**Text excerpt**:
==*==

Welcome to the program.

DIRK VANDEWALLE: Good morning.

HANSEN: You wrote that the no-fly zone introduces more problems than it solves in the immediate future. What do you mean? Why?

VANDEWALLE: Because of what we know, because of what Gadhafi has already threatened that he could use all kinds of actions in the Mediterranean against European interests, and so on, it seems to me that that is not a solution that is really a satisfactory in the long run to the international community.

HANSEN: But the U.S. military has been stressing that the aims of the strikes in Libya are limited.

VANDEWALLE: And if that's indeed what we are satisfied with, then the action could be over relatively quickly; as President Obama said, in days and not weeks. But again, it doesn't solve the underlying problem, I think, of what really should happen with Gadhafi. And if potentially divided Libya is really in the interest of the international community.

HANSEN: Who actually is being helped by this no-fly zone? I mean, do you have a sense of who these rebels are?

VANDEWALLE: And that opens up whole can of the difficulties in terms of who should represent Libya, and whether or not it's really in the interest of the international community to see a strong eastern province emerge, perhaps with weapons, as delivered by the international community and so on knowing that down the road somehow Tripoli will have get folded back into a united Libya.

HANSEN: What does this mean for Gadhafi?

VANDEWALLE: But I think in the end, with everything against him now, and really with his support now very closely concentrated in Tripoli and Tripoli alone, it seems to me that in the long run there really is no way out for Gadhafi. I truly think that this is the beginning of the end. But again, when that end will come precisely I think is still undetermined.

HANSEN: Dirk Vanderwalle is an associate professor of Government at Dartmouth College. He's also the author of "A History of Modern Libya." Thank you.

VANDEWALLE: My pleasure.

HANSEN: You're listening to NPR News.

==*==

**Dataset content**:

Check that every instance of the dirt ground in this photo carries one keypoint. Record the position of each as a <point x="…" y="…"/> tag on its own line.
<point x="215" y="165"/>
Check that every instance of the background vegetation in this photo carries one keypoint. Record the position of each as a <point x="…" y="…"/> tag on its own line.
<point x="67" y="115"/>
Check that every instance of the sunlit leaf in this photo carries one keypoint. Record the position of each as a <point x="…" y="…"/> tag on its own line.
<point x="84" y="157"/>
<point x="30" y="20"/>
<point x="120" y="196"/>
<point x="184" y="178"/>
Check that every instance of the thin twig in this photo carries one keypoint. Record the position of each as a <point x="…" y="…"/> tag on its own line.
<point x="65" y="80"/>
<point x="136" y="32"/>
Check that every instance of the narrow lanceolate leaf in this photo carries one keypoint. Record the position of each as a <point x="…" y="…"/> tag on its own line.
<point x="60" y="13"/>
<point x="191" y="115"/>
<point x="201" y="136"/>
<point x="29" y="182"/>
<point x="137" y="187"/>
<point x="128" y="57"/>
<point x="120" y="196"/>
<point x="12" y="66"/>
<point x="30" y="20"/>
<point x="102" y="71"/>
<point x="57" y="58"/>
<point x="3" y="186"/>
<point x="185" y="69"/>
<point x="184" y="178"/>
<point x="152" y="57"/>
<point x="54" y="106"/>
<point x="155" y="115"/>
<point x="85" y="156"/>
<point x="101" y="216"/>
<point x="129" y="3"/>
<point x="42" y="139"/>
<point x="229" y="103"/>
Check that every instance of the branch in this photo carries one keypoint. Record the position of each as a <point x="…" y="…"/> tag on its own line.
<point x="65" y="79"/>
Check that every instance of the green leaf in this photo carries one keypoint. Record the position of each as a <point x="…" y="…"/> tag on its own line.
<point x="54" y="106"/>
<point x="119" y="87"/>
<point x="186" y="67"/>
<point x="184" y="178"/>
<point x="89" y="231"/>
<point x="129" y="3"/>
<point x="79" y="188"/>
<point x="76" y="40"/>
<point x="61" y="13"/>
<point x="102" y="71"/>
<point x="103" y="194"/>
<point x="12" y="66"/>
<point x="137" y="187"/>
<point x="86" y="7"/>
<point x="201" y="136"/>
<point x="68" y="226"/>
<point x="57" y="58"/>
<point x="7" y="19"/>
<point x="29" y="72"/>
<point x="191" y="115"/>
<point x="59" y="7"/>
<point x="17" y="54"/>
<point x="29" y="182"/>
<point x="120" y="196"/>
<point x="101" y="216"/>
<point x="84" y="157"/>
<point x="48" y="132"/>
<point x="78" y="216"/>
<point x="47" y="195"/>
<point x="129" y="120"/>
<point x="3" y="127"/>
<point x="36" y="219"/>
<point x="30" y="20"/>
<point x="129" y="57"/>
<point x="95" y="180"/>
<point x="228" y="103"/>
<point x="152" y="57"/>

==*==

**Parts of the exercise**:
1. Answer these questions about the interview on Libya:
(a) As President Obama said, how soon could the action be over if its limited aims satisfy everyone?
(b) Where is Gadhafi's support now concentrated?
(c) What book is Vandewalle the author of?
2. Set down, word for word, the part of the interview on Libya from "Welcome to the" up to and including "to the international community.".

**Problem solutions**:
1.
(a) In days and not weeks.
(b) In Tripoli and Tripoli alone.
(c) "A History of Modern Libya."

2.
Welcome to the program.

DIRK VANDEWALLE: Good morning.

HANSEN: You wrote that the no-fly zone introduces more problems than it solves in the immediate future. What do you mean? Why?

VANDEWALLE: Because of what we know, because of what Gadhafi has already threatened that he could use all kinds of actions in the Mediterranean against European interests, and so on, it seems to me that that is not a solution that is really a satisfactory in the long run to the international community.